_YOUR INSTRUCTIONS_
When the word "rear" shows up in a line of the records below, copy that line.

[Data entries]
○ ○ ○

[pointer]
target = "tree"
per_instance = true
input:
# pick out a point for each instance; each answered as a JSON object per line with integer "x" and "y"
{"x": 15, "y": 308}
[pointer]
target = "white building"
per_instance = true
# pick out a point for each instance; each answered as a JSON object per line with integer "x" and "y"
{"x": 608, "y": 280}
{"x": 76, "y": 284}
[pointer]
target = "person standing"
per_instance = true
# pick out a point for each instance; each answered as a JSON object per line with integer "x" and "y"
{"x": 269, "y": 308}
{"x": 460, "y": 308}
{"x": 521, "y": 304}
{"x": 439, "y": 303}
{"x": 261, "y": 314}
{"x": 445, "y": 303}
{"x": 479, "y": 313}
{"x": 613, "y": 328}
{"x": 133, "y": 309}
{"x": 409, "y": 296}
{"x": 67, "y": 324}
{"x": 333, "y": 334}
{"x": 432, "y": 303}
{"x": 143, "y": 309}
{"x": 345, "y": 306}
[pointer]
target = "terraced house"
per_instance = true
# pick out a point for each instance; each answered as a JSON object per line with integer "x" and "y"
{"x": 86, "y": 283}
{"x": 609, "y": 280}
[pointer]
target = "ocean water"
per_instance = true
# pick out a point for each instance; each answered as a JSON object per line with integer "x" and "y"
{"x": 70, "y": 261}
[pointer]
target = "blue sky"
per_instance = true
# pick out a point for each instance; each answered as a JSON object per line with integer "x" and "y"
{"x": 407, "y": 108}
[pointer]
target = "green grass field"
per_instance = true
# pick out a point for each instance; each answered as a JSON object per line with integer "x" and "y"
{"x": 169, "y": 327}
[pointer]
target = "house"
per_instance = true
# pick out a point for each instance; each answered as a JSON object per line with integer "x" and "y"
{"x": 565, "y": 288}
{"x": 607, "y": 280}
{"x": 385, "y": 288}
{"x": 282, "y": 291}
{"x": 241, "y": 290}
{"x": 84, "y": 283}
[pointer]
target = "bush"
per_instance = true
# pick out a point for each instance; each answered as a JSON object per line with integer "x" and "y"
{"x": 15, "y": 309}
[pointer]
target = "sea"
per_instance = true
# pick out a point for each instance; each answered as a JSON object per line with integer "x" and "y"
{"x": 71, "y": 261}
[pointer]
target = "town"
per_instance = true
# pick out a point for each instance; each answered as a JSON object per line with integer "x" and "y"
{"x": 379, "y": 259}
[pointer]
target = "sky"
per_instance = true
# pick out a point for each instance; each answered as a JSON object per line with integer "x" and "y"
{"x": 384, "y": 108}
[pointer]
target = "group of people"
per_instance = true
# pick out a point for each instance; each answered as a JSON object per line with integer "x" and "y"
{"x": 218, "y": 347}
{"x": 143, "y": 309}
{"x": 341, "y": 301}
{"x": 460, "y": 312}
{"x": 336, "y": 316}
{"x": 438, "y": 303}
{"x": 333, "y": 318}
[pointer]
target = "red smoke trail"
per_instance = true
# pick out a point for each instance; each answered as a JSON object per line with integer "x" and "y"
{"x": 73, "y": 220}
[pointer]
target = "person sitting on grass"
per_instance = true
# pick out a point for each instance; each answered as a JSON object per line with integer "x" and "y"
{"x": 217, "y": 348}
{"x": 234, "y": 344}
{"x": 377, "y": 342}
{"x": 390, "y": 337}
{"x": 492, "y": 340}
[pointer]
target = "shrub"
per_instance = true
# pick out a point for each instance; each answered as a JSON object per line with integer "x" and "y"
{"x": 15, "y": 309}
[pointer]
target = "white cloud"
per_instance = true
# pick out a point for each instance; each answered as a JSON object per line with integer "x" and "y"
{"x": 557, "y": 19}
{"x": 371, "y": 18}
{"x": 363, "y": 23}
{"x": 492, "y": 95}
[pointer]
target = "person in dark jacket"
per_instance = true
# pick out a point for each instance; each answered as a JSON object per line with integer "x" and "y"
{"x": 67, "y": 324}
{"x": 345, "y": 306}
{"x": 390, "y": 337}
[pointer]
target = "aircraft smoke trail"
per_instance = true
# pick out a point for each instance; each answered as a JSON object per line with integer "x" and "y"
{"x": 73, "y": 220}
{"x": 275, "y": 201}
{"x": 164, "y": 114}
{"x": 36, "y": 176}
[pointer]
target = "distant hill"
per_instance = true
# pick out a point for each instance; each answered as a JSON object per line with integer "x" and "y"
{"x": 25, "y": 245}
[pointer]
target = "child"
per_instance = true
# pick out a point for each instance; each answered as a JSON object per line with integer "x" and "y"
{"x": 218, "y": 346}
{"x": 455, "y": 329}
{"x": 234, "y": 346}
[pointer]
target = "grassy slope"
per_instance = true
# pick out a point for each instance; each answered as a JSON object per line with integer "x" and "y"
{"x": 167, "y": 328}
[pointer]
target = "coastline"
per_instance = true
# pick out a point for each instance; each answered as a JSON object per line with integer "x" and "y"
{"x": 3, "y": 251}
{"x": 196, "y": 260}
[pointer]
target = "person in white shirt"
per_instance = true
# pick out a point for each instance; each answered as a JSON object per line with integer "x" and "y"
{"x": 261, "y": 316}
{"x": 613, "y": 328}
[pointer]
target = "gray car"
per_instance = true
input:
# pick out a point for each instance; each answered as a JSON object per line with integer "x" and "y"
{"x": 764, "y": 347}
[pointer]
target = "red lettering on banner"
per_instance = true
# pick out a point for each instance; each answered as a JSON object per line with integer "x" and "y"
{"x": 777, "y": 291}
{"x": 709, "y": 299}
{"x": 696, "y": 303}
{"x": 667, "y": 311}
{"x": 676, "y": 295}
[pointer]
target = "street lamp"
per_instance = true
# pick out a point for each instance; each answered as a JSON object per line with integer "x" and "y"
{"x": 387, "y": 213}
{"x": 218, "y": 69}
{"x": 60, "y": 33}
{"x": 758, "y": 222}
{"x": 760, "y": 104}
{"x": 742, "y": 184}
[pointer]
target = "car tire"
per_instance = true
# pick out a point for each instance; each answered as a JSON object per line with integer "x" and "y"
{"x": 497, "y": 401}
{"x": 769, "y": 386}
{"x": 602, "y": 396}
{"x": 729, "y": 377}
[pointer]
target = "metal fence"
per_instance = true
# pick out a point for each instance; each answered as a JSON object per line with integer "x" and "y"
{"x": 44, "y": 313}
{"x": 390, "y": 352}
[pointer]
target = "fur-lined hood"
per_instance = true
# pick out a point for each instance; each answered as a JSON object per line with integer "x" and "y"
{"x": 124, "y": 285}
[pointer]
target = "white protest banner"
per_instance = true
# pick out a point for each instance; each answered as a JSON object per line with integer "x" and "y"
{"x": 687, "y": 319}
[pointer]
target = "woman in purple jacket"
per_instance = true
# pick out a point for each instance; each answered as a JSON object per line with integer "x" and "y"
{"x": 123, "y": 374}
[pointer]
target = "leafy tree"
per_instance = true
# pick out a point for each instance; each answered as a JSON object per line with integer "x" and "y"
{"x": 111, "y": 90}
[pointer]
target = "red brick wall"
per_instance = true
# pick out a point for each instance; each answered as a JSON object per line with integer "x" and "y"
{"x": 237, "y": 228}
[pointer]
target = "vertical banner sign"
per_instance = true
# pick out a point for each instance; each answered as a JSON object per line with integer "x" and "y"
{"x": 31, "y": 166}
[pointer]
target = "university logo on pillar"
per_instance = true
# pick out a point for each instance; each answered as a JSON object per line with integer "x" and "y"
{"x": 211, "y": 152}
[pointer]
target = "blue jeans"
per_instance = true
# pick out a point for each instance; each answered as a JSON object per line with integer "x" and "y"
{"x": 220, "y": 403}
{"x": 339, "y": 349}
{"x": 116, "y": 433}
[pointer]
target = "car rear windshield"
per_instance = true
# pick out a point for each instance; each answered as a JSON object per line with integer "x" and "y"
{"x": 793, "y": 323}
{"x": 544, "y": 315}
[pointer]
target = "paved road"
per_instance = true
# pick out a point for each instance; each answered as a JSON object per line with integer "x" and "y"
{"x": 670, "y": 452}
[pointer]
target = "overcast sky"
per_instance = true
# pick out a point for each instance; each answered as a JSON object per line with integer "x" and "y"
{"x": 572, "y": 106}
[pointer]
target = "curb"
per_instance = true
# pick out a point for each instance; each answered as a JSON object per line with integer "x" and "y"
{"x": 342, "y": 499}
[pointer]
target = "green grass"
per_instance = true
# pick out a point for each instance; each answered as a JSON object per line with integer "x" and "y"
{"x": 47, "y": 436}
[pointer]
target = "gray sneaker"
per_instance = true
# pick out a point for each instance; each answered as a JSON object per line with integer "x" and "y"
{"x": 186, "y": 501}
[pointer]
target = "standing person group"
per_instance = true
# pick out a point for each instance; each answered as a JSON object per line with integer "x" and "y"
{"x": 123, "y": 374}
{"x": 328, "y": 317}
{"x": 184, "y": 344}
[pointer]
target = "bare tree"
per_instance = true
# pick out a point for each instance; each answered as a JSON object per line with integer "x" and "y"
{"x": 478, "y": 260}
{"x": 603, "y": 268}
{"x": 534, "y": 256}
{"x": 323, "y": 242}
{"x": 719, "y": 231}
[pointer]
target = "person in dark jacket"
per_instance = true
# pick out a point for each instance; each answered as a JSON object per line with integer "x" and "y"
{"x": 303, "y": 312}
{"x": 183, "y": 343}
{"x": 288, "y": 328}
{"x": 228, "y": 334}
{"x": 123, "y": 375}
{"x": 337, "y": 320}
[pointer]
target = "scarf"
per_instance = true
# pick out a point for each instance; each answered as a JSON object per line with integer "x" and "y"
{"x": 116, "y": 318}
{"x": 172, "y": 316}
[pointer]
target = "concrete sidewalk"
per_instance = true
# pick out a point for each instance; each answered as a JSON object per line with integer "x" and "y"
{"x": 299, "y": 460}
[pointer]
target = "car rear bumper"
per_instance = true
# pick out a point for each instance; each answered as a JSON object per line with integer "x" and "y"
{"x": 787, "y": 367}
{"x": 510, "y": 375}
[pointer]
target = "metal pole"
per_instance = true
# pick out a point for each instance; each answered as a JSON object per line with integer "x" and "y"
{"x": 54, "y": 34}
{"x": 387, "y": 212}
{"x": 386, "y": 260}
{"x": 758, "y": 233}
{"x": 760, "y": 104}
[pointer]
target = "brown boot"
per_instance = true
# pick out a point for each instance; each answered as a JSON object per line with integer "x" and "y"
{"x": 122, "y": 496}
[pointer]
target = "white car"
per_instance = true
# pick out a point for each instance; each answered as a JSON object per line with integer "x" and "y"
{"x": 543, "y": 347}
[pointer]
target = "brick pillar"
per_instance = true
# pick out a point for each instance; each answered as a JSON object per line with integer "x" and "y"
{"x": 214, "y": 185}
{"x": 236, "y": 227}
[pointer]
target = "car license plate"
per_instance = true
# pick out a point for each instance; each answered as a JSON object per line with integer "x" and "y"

○ ○ ○

_YOUR SOLUTION_
target = "car rear windshield"
target = "car rear bumper"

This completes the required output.